= Beginning of Section =

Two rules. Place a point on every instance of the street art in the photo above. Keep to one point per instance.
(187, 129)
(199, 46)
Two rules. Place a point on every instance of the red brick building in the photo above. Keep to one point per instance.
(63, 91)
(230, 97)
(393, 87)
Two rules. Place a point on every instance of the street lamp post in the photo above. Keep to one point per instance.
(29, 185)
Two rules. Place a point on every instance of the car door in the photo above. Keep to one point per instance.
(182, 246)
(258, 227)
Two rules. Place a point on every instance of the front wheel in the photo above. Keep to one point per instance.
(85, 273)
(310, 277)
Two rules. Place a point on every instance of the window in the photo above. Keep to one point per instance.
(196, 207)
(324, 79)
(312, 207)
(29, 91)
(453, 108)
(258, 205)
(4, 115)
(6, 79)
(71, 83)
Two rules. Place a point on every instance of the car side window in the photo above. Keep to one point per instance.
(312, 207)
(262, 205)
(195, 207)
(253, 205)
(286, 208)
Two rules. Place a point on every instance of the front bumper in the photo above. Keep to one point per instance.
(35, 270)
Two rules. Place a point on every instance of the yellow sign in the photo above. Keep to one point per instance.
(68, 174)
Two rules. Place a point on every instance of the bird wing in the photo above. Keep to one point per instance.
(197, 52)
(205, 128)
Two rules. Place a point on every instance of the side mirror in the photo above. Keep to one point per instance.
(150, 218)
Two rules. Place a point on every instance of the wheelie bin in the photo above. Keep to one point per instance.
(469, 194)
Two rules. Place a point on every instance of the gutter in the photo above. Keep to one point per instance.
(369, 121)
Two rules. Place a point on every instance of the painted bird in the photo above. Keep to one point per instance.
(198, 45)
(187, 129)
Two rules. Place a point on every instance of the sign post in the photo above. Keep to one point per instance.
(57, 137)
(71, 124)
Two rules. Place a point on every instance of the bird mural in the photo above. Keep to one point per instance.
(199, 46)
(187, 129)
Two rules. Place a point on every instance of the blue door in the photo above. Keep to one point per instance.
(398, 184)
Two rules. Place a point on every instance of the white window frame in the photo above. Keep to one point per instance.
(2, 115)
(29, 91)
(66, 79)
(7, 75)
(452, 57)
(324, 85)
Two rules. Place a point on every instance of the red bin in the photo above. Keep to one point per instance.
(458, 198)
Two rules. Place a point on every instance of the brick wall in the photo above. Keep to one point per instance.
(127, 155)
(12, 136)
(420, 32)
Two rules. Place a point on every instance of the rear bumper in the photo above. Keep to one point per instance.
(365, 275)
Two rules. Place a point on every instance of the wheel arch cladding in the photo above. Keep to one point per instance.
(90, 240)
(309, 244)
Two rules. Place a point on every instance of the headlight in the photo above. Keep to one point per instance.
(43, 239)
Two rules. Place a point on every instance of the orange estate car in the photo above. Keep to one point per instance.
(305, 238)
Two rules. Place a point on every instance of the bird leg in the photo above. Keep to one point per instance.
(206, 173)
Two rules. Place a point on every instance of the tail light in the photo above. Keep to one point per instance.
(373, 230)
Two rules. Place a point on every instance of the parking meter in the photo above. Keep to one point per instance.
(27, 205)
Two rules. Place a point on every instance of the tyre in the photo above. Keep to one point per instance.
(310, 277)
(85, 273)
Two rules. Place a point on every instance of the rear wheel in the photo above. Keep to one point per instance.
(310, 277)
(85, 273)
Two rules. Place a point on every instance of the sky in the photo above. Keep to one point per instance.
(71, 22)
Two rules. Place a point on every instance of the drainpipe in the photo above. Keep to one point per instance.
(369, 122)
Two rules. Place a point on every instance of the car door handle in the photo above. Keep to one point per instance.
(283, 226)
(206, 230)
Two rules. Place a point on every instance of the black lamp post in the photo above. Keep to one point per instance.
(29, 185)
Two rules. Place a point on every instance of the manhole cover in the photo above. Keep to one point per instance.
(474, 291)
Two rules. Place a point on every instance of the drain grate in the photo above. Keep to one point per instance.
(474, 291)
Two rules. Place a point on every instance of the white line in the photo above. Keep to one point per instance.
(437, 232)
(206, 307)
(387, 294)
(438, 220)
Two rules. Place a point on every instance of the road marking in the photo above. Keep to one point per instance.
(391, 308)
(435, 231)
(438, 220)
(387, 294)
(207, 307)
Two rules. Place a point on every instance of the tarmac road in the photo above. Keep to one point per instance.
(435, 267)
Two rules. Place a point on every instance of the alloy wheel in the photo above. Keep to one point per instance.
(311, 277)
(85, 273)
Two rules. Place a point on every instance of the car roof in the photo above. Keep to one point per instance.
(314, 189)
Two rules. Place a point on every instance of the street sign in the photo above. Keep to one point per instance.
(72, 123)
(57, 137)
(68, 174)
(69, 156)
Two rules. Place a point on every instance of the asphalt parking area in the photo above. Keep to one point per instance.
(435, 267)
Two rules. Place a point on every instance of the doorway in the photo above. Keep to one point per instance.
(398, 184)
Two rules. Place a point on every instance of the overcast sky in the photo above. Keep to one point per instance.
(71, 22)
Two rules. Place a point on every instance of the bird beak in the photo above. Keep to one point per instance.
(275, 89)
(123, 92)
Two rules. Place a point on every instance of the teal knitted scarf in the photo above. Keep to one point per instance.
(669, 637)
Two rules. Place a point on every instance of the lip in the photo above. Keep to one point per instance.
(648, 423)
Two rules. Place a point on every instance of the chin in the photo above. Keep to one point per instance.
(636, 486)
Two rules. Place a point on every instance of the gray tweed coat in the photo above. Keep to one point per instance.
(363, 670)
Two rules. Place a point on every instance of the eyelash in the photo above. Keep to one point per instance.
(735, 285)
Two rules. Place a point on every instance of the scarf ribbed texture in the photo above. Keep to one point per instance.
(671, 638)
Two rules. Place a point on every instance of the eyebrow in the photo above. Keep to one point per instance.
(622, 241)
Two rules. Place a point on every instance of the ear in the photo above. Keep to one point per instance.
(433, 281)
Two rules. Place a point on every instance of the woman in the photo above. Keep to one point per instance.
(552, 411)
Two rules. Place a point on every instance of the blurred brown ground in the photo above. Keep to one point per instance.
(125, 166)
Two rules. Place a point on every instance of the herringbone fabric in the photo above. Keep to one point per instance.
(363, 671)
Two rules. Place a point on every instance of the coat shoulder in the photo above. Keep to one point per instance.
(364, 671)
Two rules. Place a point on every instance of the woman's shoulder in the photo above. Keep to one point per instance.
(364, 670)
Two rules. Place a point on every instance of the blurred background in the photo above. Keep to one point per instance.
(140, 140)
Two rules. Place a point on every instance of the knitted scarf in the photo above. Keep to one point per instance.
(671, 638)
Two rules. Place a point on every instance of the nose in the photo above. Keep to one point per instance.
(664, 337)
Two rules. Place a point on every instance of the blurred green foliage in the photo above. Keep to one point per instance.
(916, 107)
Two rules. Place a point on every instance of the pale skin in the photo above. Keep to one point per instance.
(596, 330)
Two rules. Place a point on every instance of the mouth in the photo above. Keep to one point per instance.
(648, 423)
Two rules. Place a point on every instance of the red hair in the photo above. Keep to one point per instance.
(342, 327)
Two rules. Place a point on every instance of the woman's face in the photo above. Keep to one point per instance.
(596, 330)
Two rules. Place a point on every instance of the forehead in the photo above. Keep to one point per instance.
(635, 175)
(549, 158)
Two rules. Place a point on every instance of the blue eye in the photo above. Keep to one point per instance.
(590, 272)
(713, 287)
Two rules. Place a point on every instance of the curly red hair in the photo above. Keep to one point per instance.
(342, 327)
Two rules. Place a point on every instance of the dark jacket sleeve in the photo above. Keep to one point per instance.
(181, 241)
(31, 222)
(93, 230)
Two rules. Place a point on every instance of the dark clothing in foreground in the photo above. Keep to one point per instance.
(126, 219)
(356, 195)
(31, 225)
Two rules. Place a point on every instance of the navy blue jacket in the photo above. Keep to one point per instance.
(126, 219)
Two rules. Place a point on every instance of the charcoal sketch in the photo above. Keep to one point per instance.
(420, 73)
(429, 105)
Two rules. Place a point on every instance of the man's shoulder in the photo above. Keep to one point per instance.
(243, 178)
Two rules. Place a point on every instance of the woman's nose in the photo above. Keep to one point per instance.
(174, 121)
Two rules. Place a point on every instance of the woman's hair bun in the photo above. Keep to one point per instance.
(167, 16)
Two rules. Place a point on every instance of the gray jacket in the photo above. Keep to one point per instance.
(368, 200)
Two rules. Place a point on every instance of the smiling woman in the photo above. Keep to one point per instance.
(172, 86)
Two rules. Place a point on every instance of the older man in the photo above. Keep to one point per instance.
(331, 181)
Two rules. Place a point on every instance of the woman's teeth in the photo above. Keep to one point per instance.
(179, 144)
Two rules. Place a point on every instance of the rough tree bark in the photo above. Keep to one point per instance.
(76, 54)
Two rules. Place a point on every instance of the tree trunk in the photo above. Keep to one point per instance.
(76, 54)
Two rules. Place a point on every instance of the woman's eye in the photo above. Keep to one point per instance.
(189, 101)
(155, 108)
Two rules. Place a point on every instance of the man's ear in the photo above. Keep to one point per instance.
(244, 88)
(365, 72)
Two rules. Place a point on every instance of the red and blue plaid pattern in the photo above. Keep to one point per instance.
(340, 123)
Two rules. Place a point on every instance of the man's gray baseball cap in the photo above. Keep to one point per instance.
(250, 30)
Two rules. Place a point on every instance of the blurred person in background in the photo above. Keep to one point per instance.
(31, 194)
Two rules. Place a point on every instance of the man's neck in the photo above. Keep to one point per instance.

= End of Section =

- _Prompt_
Restate exactly, and only, every line from the one that contains "Two rules. Place a point on every instance of the older" through the last line of the records.

- _Result for this task_
Two rules. Place a point on every instance of the older man in the photo above. Keep to one point per instance.
(331, 181)
Two rules. Place a point on every instance of the woman's teeth in the photo above. Keep to one point per instance.
(179, 144)
Two rules. Place a point on every instance of the rough tree bark in the photo above. Keep to one point per instance.
(76, 54)
Two rules. Place a point on every instance of the tree trunk in the photo above. Keep to one point per instance.
(76, 54)
Two rules. Place a point on every instance of the woman's eye in the photo above. Keep to one point per instance.
(189, 101)
(155, 108)
Two rules. Place a point on every instance of the man's ear in the photo above. Keep to one point per instance.
(244, 88)
(365, 72)
Two rules. Place a point on every instance of the red and blue plaid pattern in the photo above. Keep to one point per instance.
(340, 123)
Two rules. Place a point on every instance of the man's gray baseball cap in the photo above. Keep to one point per instance.
(250, 30)
Two rules. Place a point on every instance of the blurred person in background in the photo above. Keep to one point per instance.
(31, 194)
Two rules. Place a point on every instance of the man's neck in the photo above. Keep to one point per instance.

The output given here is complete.